## [EXERCISE REQUIREMENTS]
Write out the lines of the records from the one containing "In this photo, each instance of the skylight" to the very last, keeping each exactly as it is.
○ ○ ○ ○ ○
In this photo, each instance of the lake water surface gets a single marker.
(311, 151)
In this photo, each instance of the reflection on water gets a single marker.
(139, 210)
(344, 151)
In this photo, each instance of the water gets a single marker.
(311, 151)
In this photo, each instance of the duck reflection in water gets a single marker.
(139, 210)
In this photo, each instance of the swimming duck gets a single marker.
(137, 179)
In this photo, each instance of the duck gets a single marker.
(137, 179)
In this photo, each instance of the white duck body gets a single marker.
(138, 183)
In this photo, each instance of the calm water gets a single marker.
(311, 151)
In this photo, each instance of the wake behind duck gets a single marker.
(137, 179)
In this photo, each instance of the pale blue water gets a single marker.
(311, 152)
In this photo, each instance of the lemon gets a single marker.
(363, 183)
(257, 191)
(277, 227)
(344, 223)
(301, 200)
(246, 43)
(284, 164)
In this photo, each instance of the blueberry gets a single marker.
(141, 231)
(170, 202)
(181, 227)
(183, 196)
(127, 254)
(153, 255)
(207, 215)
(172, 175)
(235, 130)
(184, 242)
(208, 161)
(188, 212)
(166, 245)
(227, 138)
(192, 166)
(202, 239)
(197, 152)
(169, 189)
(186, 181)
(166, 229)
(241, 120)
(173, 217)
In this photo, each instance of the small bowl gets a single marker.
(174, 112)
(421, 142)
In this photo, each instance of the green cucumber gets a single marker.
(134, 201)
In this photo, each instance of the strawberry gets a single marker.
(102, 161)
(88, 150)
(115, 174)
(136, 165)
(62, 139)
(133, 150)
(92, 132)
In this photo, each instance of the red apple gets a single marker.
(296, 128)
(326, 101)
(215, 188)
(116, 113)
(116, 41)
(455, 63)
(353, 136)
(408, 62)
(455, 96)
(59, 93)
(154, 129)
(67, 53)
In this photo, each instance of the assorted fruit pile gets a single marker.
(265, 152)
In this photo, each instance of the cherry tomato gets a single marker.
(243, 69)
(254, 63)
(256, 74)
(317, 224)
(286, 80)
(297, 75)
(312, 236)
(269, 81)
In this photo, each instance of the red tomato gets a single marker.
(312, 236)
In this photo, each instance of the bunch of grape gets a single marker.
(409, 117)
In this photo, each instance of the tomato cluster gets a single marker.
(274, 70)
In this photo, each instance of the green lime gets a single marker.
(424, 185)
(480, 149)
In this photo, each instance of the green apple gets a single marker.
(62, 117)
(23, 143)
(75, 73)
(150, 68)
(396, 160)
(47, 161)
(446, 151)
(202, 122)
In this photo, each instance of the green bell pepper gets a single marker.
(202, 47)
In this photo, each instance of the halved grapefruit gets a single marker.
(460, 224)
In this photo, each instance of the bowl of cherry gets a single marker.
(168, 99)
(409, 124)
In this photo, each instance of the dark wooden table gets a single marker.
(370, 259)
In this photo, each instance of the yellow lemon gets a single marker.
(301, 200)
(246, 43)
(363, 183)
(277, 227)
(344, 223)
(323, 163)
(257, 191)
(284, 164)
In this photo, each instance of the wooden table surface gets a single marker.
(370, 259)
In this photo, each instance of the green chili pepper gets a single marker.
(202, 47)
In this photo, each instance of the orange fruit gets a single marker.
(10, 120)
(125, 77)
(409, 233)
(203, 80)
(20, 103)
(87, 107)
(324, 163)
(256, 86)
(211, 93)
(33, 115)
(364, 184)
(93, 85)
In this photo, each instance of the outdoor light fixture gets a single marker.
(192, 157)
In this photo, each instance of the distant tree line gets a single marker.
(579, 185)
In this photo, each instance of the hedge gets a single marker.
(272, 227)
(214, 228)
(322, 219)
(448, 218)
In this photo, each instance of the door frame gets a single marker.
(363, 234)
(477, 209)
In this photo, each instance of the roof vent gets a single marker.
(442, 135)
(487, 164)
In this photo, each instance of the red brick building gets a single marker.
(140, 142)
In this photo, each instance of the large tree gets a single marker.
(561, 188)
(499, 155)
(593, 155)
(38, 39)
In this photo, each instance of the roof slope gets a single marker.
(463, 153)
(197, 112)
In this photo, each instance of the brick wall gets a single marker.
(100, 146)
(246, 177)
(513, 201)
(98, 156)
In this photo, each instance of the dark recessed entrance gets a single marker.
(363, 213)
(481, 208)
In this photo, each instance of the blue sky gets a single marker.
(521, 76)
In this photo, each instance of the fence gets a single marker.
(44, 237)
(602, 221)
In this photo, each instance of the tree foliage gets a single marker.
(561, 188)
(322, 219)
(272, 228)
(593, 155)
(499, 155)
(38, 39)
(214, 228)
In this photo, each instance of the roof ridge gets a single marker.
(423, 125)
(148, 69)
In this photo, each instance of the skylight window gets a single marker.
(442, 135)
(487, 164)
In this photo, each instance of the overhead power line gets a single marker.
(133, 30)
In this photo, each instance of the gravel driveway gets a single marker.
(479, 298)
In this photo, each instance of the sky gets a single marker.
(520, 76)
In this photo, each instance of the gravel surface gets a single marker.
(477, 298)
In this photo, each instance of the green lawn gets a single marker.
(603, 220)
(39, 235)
○ ○ ○ ○ ○
## [EXERCISE RESPONSE]
In this photo, each instance of the skylight window gets a single marker.
(442, 135)
(487, 164)
In this photo, each instance of the overhead power line gets a single marker.
(133, 30)
In this photo, each instance of the gravel driveway gets a single marker.
(479, 298)
In this photo, each instance of the sky gets a single marker.
(520, 76)
In this photo, each instance of the gravel surface gets a single marker.
(477, 298)
In this photo, each instance of the green lawn gets a single marker.
(603, 220)
(39, 235)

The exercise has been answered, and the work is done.